> _PROMPT_: Copy out only those lines running from the line with "jeans and report the pixel coordinates." to the end of the listing, keeping each one exactly as it is.

[Pointing and labeling entries]
----

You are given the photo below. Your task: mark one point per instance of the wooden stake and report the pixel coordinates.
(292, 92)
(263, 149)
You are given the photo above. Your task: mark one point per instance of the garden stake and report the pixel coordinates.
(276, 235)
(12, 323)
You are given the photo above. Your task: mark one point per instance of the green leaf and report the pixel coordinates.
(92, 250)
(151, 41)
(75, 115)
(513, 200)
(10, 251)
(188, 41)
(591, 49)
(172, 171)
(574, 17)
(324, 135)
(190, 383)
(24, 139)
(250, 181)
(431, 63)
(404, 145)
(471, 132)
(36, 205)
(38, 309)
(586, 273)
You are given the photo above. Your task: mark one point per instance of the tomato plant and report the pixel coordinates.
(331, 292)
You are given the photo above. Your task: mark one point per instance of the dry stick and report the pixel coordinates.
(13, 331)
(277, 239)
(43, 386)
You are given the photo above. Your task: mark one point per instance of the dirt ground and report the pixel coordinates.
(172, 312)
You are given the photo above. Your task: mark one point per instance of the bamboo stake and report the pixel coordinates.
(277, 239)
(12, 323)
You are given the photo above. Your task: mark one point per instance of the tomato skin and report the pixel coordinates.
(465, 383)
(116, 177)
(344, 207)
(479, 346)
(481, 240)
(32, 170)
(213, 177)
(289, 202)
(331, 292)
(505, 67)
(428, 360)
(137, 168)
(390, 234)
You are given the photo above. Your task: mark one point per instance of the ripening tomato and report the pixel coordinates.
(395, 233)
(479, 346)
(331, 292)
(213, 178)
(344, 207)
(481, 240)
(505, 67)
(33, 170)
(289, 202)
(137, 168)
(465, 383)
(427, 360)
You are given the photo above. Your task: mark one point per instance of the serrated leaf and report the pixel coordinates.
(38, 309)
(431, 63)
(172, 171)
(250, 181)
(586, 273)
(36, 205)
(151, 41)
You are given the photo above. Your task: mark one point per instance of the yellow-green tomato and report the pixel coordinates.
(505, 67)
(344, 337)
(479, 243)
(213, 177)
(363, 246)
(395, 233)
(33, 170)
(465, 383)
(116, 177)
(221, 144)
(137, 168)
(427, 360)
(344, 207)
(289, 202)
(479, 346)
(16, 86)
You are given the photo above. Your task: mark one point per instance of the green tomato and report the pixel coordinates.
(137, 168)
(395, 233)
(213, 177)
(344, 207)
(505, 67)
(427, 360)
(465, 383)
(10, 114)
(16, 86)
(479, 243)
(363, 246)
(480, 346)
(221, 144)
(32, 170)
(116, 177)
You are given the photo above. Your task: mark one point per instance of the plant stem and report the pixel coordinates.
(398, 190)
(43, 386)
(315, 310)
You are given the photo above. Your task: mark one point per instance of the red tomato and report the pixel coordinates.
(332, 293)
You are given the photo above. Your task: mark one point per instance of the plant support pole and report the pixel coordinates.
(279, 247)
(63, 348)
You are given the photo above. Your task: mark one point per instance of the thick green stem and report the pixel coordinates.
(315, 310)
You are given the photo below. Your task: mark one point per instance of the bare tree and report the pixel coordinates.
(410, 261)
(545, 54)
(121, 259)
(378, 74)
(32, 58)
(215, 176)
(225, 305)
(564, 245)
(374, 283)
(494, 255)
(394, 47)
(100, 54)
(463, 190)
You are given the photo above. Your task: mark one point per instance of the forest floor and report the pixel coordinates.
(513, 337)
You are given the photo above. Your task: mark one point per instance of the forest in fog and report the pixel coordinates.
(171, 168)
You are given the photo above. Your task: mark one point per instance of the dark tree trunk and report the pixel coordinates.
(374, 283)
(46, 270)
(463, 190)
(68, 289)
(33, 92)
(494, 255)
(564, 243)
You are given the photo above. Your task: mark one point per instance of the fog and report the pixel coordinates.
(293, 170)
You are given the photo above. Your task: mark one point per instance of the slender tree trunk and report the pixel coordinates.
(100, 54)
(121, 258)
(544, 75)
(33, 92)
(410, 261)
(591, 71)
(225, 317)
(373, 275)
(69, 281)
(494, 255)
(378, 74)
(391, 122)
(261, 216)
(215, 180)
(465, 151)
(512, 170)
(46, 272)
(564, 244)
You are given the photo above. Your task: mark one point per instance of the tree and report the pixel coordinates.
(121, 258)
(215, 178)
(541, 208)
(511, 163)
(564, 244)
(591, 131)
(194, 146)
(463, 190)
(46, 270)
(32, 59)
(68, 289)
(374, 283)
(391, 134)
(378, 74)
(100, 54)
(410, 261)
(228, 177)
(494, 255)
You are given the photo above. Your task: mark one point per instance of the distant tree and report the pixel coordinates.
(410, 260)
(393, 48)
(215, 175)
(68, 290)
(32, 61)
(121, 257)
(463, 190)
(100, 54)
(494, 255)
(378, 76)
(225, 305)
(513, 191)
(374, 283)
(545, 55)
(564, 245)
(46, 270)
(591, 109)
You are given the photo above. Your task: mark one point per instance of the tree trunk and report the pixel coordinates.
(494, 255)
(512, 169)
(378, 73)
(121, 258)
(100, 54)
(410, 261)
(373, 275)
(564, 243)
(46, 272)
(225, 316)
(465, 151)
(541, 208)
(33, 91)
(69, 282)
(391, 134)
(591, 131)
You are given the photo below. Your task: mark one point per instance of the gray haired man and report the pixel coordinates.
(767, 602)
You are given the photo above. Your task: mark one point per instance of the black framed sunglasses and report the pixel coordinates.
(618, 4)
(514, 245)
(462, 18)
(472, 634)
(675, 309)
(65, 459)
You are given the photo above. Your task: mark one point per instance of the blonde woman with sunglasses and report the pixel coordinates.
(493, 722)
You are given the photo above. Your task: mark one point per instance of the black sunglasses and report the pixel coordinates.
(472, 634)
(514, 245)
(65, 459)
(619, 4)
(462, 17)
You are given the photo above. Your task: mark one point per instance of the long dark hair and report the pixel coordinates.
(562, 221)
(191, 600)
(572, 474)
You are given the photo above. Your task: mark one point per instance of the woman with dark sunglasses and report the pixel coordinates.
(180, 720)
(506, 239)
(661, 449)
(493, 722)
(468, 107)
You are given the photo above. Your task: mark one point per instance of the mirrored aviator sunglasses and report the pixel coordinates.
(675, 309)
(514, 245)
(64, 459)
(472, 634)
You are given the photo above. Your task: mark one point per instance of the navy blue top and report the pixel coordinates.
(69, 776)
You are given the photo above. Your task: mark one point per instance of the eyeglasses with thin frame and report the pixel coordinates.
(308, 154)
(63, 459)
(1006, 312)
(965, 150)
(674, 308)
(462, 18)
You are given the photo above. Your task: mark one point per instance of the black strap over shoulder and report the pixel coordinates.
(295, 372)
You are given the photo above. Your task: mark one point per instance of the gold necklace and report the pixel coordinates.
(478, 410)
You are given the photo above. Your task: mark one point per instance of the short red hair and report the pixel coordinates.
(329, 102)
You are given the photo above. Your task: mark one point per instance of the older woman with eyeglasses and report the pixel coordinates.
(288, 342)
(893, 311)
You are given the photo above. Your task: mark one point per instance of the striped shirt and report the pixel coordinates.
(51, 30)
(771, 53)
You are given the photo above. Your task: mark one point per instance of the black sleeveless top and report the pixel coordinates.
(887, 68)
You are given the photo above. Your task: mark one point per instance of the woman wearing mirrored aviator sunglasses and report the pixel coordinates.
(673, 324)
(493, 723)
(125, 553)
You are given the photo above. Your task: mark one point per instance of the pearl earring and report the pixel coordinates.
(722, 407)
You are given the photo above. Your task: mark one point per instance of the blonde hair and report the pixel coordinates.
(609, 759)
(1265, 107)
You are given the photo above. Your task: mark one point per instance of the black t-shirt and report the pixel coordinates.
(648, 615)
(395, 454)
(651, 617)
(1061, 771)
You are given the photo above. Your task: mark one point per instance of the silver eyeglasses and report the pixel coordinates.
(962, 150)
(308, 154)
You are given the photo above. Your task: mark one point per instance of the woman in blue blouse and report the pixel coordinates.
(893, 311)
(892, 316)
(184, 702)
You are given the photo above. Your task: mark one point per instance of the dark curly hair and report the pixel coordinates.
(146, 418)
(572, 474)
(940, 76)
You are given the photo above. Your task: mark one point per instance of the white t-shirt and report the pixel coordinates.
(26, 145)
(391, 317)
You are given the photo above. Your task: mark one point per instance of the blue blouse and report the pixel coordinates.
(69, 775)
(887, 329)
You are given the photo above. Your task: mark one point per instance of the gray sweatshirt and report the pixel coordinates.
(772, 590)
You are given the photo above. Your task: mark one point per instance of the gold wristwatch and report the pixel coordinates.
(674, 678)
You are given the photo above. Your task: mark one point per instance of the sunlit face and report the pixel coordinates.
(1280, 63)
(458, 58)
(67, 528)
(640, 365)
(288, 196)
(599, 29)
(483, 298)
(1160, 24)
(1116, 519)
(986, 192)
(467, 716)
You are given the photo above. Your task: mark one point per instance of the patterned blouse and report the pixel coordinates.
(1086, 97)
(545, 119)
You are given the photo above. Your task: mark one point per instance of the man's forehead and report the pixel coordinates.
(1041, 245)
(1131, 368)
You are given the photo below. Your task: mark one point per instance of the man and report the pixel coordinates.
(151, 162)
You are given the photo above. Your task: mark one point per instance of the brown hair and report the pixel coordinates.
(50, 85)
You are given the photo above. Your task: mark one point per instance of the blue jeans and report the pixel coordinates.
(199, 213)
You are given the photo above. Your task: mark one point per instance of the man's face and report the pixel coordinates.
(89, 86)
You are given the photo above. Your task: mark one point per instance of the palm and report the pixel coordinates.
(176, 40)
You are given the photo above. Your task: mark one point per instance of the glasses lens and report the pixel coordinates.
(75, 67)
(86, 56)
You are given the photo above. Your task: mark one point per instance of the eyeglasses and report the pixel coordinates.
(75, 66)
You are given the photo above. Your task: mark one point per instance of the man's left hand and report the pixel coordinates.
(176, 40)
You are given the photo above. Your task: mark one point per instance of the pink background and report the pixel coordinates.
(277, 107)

----

> _THE SOLUTION_:
You are given the photo above. Your task: mark one point per instance of the blue jeans and report the pixel coordinates.
(199, 213)
You are given the photo above. Your task: mark one point per instance of the man's face and report the pixel coordinates.
(89, 86)
You are given the photo above. Your task: mark one point per instance of the palm and report the pixel coordinates.
(176, 40)
You are given the photo above. Your task: mark one point per instance of the glasses lens and report the pixel coordinates.
(75, 67)
(86, 56)
You are given the photo above. Your task: mark one point per instance of the eyeglasses and report the pixel coordinates.
(75, 66)
You are given the photo above. Your task: mark one point per instance of the man's left hand and report the pixel coordinates.
(176, 40)
You are given the photo above. Your task: mark one point per instance of the pink background and report the pixel coordinates.
(277, 107)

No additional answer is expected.